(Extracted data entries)
|---|
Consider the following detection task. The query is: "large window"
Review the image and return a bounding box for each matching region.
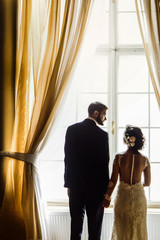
[40,0,160,205]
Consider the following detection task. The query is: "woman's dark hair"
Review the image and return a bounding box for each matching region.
[88,102,108,116]
[123,125,145,150]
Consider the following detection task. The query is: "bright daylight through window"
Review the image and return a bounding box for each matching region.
[40,0,160,205]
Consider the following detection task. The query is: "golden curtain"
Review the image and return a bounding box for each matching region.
[135,0,160,108]
[0,0,91,240]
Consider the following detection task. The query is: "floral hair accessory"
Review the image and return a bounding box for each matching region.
[126,134,136,147]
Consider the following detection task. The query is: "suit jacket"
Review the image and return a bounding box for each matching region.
[64,119,109,194]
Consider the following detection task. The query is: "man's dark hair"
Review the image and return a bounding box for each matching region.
[88,102,108,116]
[123,125,145,150]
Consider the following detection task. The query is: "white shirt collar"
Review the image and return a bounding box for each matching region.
[88,117,97,125]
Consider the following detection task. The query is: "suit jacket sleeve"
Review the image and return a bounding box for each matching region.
[64,128,71,188]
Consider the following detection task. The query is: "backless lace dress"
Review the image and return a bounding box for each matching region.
[111,154,148,240]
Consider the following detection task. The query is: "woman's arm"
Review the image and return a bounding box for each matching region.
[143,159,151,187]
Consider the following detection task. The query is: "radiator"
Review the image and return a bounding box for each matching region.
[48,210,160,240]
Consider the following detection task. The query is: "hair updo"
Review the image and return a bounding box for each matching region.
[123,125,145,150]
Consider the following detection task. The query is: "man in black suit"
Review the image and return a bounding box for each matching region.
[64,102,109,240]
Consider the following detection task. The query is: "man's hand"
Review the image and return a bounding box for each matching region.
[102,199,111,208]
[67,188,70,197]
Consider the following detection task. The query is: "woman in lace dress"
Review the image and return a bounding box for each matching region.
[103,125,151,240]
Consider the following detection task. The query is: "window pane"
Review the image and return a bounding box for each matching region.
[150,94,160,127]
[74,55,108,92]
[77,93,108,126]
[117,55,148,92]
[117,94,148,127]
[39,126,66,161]
[150,129,160,162]
[150,164,160,202]
[117,0,136,11]
[117,13,142,44]
[40,160,68,201]
[85,0,109,46]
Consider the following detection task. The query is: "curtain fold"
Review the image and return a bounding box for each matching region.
[135,0,160,109]
[0,0,91,240]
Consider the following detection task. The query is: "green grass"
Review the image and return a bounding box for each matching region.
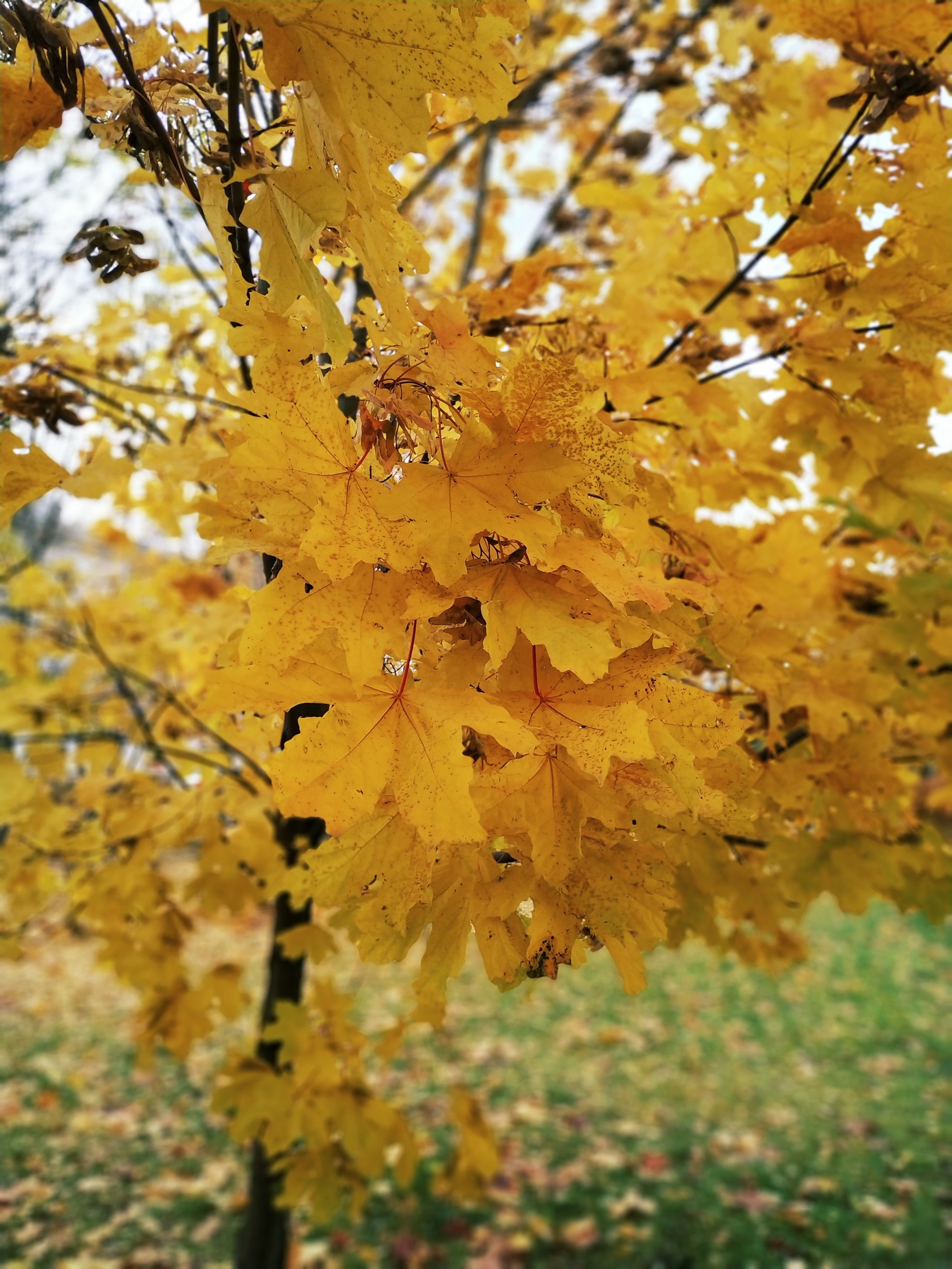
[0,904,952,1269]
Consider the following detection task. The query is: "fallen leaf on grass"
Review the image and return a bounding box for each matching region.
[561,1216,598,1251]
[608,1189,657,1221]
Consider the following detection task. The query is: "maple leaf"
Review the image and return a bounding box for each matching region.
[472,746,629,886]
[0,40,64,162]
[0,431,68,527]
[227,0,530,153]
[241,565,447,693]
[241,167,350,360]
[463,563,620,683]
[273,652,535,841]
[386,434,580,586]
[487,636,655,783]
[235,367,415,577]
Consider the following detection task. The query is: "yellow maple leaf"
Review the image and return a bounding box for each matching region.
[0,40,62,162]
[271,643,535,841]
[384,434,580,586]
[0,430,70,528]
[227,0,525,155]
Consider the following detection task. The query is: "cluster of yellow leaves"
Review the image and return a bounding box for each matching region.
[4,0,952,1210]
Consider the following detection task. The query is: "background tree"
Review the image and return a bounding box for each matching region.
[0,0,952,1264]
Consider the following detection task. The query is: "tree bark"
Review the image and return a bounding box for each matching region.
[235,695,328,1269]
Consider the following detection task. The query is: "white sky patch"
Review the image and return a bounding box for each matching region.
[694,454,816,529]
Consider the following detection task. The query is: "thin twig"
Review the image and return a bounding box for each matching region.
[156,195,221,308]
[502,0,716,287]
[460,123,496,291]
[398,15,635,212]
[38,363,170,445]
[397,123,486,212]
[698,344,793,383]
[225,18,255,285]
[81,0,205,219]
[54,362,260,419]
[119,665,271,784]
[648,95,872,367]
[0,727,130,750]
[165,746,260,797]
[82,613,188,788]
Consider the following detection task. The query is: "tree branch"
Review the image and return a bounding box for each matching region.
[80,0,205,211]
[648,95,872,367]
[35,362,172,445]
[82,614,188,788]
[508,0,717,287]
[118,665,271,786]
[460,123,496,291]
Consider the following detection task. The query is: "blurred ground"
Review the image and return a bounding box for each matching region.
[0,904,952,1269]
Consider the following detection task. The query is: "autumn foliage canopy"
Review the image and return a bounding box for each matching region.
[0,0,952,1215]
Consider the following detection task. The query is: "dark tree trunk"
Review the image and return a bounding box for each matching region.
[235,690,328,1269]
|---|
**What you will do:** Copy the data above from its first line through the line containing "[64,128,71,188]", raising every bounding box coordinate in the answers by 102 and keeping all other text as it is. Leave the pictures out.

**Answer to this problem:**
Consider the following detection task. The query is: "large window"
Review the image and return a bounding box for each matching region.
[142,102,262,307]
Consider the following detection task. The query is: "woman's dark hair"
Review the image and return a bounding box for each matching region.
[190,204,210,218]
[225,227,247,252]
Consider the following detection task. The query is: "bright daylight through window"
Review the image and return a bounding box for each matching region.
[142,102,262,307]
Consider the following detection task. The query is: "golden curtain"
Review the image and return a bounding box for each matching region.
[237,102,262,210]
[102,102,193,342]
Consider the following detection task. The query is: "floral hair accessory"
Review the image and return a bounding box for each matching region.
[228,236,238,249]
Consider the following detection task. The query is: "suit jacket"
Review the image and return a bounding box for each matching region.
[166,221,211,296]
Consider the following detection task. The query is: "man's dark hair"
Review the image and return a bounding box for each matching region.
[190,204,210,218]
[225,227,247,252]
Consider the following detection task. The query is: "white shirt collar"
Review the image and return a bounding box for each matching region.
[190,219,199,227]
Consider the following detection task. The query is: "suit jacket sleeve"
Review the image and return a bounding box for each matching region.
[166,230,173,290]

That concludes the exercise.